Saved entries:
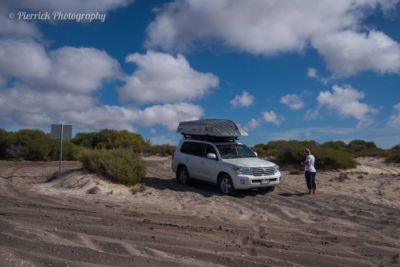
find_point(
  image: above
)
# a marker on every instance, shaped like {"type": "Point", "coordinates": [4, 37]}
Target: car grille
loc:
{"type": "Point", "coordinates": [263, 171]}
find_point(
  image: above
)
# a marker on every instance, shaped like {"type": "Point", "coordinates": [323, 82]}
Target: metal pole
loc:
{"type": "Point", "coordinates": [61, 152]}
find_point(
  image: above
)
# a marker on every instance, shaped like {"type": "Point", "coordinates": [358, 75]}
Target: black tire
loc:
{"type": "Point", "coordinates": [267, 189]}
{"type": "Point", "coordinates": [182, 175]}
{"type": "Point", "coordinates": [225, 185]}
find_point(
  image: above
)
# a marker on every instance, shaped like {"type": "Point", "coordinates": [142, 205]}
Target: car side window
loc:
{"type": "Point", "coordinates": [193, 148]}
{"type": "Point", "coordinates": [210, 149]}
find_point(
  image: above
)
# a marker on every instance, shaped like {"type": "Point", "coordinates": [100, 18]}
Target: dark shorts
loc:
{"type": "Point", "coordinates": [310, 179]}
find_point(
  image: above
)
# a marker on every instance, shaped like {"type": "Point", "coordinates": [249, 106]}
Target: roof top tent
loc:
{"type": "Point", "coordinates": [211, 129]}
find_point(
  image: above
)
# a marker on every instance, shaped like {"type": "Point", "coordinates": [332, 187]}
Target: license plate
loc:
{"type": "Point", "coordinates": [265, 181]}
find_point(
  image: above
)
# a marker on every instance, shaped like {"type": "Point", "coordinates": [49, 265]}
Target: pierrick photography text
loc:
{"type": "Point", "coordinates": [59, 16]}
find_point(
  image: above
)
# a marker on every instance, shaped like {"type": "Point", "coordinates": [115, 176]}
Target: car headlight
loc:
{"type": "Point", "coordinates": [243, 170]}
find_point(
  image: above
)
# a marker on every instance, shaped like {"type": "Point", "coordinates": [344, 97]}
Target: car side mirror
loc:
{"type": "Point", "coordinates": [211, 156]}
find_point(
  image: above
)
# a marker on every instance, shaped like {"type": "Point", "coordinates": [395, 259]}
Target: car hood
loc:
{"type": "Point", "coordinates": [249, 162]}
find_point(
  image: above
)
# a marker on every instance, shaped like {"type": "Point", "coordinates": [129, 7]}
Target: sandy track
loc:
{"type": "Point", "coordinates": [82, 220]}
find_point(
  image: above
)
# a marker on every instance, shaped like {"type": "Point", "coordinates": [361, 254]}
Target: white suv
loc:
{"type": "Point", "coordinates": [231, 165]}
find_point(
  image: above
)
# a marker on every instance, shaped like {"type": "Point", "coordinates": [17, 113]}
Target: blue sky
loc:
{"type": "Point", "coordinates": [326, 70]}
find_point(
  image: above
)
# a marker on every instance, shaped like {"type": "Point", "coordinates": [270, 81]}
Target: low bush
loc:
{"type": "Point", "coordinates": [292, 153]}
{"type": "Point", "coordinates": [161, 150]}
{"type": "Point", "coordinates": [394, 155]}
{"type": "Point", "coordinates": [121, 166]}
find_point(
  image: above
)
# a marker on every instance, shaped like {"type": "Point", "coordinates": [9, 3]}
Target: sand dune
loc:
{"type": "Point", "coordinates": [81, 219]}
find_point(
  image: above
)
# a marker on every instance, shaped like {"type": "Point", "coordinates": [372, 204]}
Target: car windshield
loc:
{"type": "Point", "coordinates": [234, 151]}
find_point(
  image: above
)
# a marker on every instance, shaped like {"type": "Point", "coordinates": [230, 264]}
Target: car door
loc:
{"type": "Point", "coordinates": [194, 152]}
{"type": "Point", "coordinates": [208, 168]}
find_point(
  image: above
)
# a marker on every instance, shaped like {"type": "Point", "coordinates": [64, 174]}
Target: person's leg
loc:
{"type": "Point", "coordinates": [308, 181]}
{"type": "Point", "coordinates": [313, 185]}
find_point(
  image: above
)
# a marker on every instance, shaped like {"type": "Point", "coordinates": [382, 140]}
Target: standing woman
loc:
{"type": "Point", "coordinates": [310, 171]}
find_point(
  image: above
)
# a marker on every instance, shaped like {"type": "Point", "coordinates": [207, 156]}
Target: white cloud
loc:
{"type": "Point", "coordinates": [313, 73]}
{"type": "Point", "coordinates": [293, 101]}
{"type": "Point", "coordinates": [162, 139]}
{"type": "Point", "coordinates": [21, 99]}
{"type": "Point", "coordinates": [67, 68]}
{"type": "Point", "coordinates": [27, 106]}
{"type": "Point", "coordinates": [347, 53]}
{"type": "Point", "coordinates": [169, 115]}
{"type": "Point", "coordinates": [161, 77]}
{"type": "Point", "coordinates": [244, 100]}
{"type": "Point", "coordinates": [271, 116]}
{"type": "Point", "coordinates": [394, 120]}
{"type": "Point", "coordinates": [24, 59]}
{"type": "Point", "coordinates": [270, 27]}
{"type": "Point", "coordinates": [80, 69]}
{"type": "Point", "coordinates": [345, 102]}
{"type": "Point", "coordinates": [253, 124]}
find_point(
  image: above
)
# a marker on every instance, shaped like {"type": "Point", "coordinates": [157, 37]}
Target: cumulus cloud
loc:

Task prompt => For every entry above, please output the text exactly and leave any picture behind.

Your solution =>
find_point(
  image: above
)
# a marker on every instance, shaped like {"type": "Point", "coordinates": [4, 37]}
Target: car grille
loc:
{"type": "Point", "coordinates": [263, 171]}
find_point(
  image: above
)
# a marker on every instance, shaped like {"type": "Point", "coordinates": [323, 82]}
Target: metal pole
loc:
{"type": "Point", "coordinates": [61, 152]}
find_point(
  image: above
)
# a marker on every instance, shaped like {"type": "Point", "coordinates": [358, 75]}
Target: black tire
loc:
{"type": "Point", "coordinates": [267, 189]}
{"type": "Point", "coordinates": [182, 175]}
{"type": "Point", "coordinates": [225, 185]}
find_point(
  image: above
)
# a marker on every instance, shaped like {"type": "Point", "coordinates": [142, 205]}
Target: car side window
loc:
{"type": "Point", "coordinates": [193, 148]}
{"type": "Point", "coordinates": [210, 149]}
find_point(
  image: above
)
# a marker on every instance, shaped like {"type": "Point", "coordinates": [100, 18]}
Target: dark shorts
loc:
{"type": "Point", "coordinates": [310, 179]}
find_point(
  image: above
)
# a marker on every instance, shaped like {"type": "Point", "coordinates": [249, 106]}
Target: roof top tent
loc:
{"type": "Point", "coordinates": [211, 129]}
find_point(
  image: above
)
# a marker on every instance, shaped like {"type": "Point", "coordinates": [332, 187]}
Target: license plate
loc:
{"type": "Point", "coordinates": [265, 181]}
find_point(
  image: above
)
# a marker on every instance, shaped like {"type": "Point", "coordinates": [49, 265]}
Target: pierrick photography text
loc:
{"type": "Point", "coordinates": [59, 16]}
find_point(
  image: above
)
# a marker on every instance, shaped like {"type": "Point", "coordinates": [115, 176]}
Target: car headlight
loc:
{"type": "Point", "coordinates": [243, 170]}
find_point(
  image: above
)
# a marker on every instance, shaped like {"type": "Point", "coordinates": [344, 97]}
Target: car side mirror
loc:
{"type": "Point", "coordinates": [211, 156]}
find_point(
  image: above
)
# a marker on every instance, shaped like {"type": "Point", "coordinates": [395, 259]}
Target: car hood
loc:
{"type": "Point", "coordinates": [249, 162]}
find_point(
  image: above
)
# a marker on every instance, shaped like {"type": "Point", "coordinates": [129, 7]}
Target: sandy track
loc:
{"type": "Point", "coordinates": [82, 220]}
find_point(
  image: above
)
# a marker on every instance, shaped like {"type": "Point", "coordinates": [361, 254]}
Target: white suv
loc:
{"type": "Point", "coordinates": [231, 165]}
find_point(
  image: above
)
# a marker on every instance, shaped like {"type": "Point", "coordinates": [17, 113]}
Target: blue sky
loc:
{"type": "Point", "coordinates": [326, 70]}
find_point(
  image: above
)
# a marker on every instance, shaped like {"type": "Point", "coordinates": [270, 81]}
Target: low bush
loc:
{"type": "Point", "coordinates": [292, 153]}
{"type": "Point", "coordinates": [161, 150]}
{"type": "Point", "coordinates": [394, 155]}
{"type": "Point", "coordinates": [121, 166]}
find_point(
  image: above
)
# a marker on every instance, shaped like {"type": "Point", "coordinates": [9, 3]}
Target: sand dune
loc:
{"type": "Point", "coordinates": [81, 219]}
find_point(
  image: above
)
# a marker on every instance, shaped like {"type": "Point", "coordinates": [372, 204]}
Target: car windshield
loc:
{"type": "Point", "coordinates": [234, 151]}
find_point(
  image: above
)
# a marker on every instance, shaped like {"type": "Point", "coordinates": [230, 264]}
Target: car door
loc:
{"type": "Point", "coordinates": [194, 152]}
{"type": "Point", "coordinates": [208, 168]}
find_point(
  image: above
)
# a marker on every instance, shaped like {"type": "Point", "coordinates": [64, 174]}
Target: person's leg
loc:
{"type": "Point", "coordinates": [308, 181]}
{"type": "Point", "coordinates": [313, 185]}
find_point(
  image: above
)
# a marker on every instance, shaped like {"type": "Point", "coordinates": [382, 140]}
Target: standing woman
loc:
{"type": "Point", "coordinates": [310, 171]}
find_point(
  image: above
)
# a marker on every instance, shaped like {"type": "Point", "coordinates": [207, 156]}
Target: white cloud
loc:
{"type": "Point", "coordinates": [313, 73]}
{"type": "Point", "coordinates": [293, 101]}
{"type": "Point", "coordinates": [162, 139]}
{"type": "Point", "coordinates": [21, 99]}
{"type": "Point", "coordinates": [67, 68]}
{"type": "Point", "coordinates": [27, 106]}
{"type": "Point", "coordinates": [347, 53]}
{"type": "Point", "coordinates": [169, 115]}
{"type": "Point", "coordinates": [161, 77]}
{"type": "Point", "coordinates": [244, 100]}
{"type": "Point", "coordinates": [271, 116]}
{"type": "Point", "coordinates": [394, 120]}
{"type": "Point", "coordinates": [24, 59]}
{"type": "Point", "coordinates": [270, 27]}
{"type": "Point", "coordinates": [80, 69]}
{"type": "Point", "coordinates": [345, 102]}
{"type": "Point", "coordinates": [253, 124]}
find_point(
  image: above
)
# a marker on every instance, shaped like {"type": "Point", "coordinates": [157, 37]}
Target: cumulus cloud
loc:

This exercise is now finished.